# Supplied records:
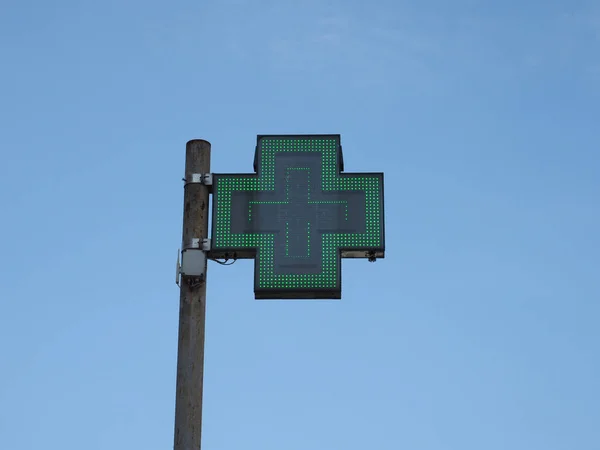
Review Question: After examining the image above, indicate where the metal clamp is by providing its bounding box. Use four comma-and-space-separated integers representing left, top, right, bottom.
183, 238, 211, 252
183, 173, 212, 186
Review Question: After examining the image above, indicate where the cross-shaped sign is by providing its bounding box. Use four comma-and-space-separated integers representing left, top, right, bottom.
211, 135, 385, 299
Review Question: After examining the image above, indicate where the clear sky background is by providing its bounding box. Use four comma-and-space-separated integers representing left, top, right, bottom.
0, 0, 600, 450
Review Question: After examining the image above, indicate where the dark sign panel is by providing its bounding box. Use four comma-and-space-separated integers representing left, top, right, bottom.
211, 135, 385, 299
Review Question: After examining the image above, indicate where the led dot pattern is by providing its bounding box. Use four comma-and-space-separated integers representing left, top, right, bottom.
212, 135, 384, 298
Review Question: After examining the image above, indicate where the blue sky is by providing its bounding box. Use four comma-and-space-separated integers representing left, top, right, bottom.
0, 0, 600, 450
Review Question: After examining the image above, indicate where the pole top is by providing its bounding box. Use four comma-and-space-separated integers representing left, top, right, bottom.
187, 139, 210, 145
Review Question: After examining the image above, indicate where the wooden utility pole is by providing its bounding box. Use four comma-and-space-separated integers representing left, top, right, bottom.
173, 139, 210, 450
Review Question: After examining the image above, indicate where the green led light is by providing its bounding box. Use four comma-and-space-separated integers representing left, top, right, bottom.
212, 136, 384, 298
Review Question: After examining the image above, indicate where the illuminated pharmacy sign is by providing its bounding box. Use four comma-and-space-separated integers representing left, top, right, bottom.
211, 135, 385, 299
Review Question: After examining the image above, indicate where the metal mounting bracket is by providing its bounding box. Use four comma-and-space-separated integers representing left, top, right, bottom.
175, 238, 211, 286
183, 173, 213, 186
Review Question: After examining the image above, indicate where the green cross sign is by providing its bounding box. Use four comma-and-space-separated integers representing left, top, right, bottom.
210, 135, 385, 299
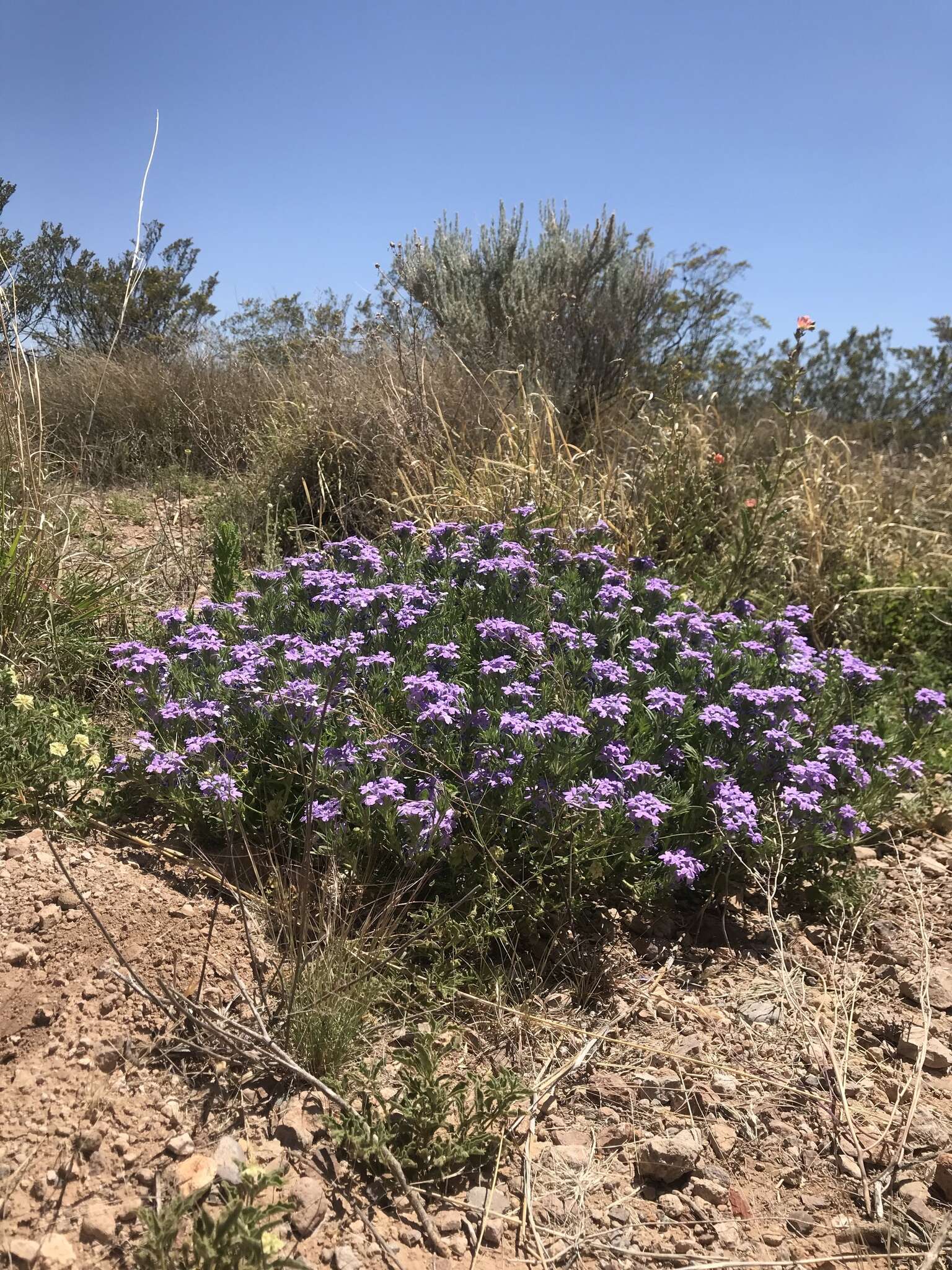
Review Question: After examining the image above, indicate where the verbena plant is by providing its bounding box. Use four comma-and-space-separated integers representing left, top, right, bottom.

# Work to do:
Starting with the line that contains "where the blue" and going on through the line that contains "173, 139, 210, 450", write out only those lines again, requests included, scaling each bounding-box coordinate in the answers by 1.65 and rounding to whole numbers, with halves rounded up.

# Task response:
Review Question: After examining the image above, indicate where the blue sky is by providing its bounding box. Use four comma-and-space-separated integers representing left, top, right, bottom.
0, 0, 990, 743
Review Question: After examining the image above, indicate where the pole top is by providing its bounding box. Use four comma-and-space-separated integers representing left, top, right, bottom.
309, 229, 347, 239
Review Question: After examining the image above, indicate where the wooden utility pole is by providing its bounding box. Use four comma-and-space-separated integers representing left, top, right, bottom.
285, 229, 347, 743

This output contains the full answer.